#  > TECHNIEK & ZELFBOUW FORA >  > ZELFBOUW LUIDSPREKER FORUM >  >  Driehoek baspijp

## x-fade

wij zater eraan te denken om speaker kasten te maken met baspijpen in de vorm van een driehoek in de hoeken van de kast.
weet iemand of er een formule is om uit te rekenen hoelang de baspijpen moeten worden en welke diameter? of is er geen formule voor kan er namelijk niets over vinden.

gr. x-fade

----------


## Rademakers

Gewoon berekenen qua oppervlak en lengte als een vierkante basreflexpijp. In feite is er wel een verschil maar niet ernstig.

Mvg Johan

----------


## x-fade

oke maar moet ik dan de berekeing maken op 4 vierkant baspijpen of 2?

----------


## marten77

Als je in alle vier de hoeken een poort wildt (totaal 4 driehoekige poorten), dan is het gelijk aan 2 baspoorten die vierkant zijn.

Succes,
Marten

----------


## x-fade

oke bedankt voor de info weer :Big Grin:  
denk dat ik er nu wel uit zal gaan komen.

gr. x-fade

----------


## RonV

vanwaar driehoekig als ik vragen mag? ruimtebesparing?. Heb je dit van een JBL EON afgekeken of zelf bedacht?

succes verder

----------


## x-fade

nee wij wilde een keer geen ronde poorten gebruiken maar ze proberen te verwerken in de kast zelf. vandaar de driehoek poort in de hoek. 
we wilde een keer iets anders.

gr. x-fade

----------


## All-round Sound

zo iets als dit



m.v.g.
Luke

----------


## x-fade

ja inderdaad ja
zoiets gaan wij ook maken.
zal kijken of ik er foto's van kan maken als hij klaar is dan zal ik die erop zetten.

gr. michael

----------


## All-round Sound

welke speaker ga je gebruiken 
ik heb een 15 En 18" uitvoering
en op tek. staan 
18" RCF L18p300
15"18Sound 15N930

m.v.g.
Luke

----------


## x-fade

een fane colossus 18xb
we gebruiken altijd fane namelijk :Big Grin:  

gr. x-fade

----------


## Hansound

RCF heeft ook zo'n dergelijke kast,   4pro8001

Zijn ook wel mooie bouwtekeningetjes van te vinden,  
OA  voor de L18P300 en L18P200
 :EEK!:

----------


## x-fade

zal dan wel eens naar die tekeningen kijken.
maar alle kasten die wij bouwen worden door mijzelf ontworpen.
dus ook deze kast is daarmij ontworpen maar zal wel naar de tekeningen kijken.
als de kast klaar is zal ik er wel foto's van maken en op het forum zetten.
als jullie willen kan ik er wel foto's opzetten van andere kasten die we gebouwd hebben.

gr. x-fade

----------


## Hansound

En wat is daar dan de gedachte achter, om alle kasten zelf te ontwerpen?

-- AANGELEVERDE GEGEVENS --

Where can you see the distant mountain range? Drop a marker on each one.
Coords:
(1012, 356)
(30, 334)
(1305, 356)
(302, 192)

-- SCHRIFTELIJKE OPDRACHT 1 --
Leg in één tot drie zinnen uit waarom x-fade volgens de forumdraad over driehoekige baspijpen voor driehoekige poorten in de hoeken van de kast kiest.
-- SCHRIFTELIJKE OPDRACHT 2 --
Geef het deel van de forumdraad over driehoekige baspijpen letterlijk opnieuw weer dat begint met de woorden met "weet iemand of" en eindigt met "niets over vinden.".
De gegevens spelen hierbij geen enkele rol.

-- UITKOMST 1 --
Ze wilden een keer geen ronde poorten gebruiken, maar de poorten in de kast zelf verwerken; daarom kozen ze voor een driehoekige poort in de hoek. Bovendien wilden ze een keer iets anders.

-- UITKOMST 2 --
weet iemand of er een formule is om uit te rekenen hoelang de baspijpen moeten worden en welke diameter? of is er geen formule voor kan er namelijk niets over vinden.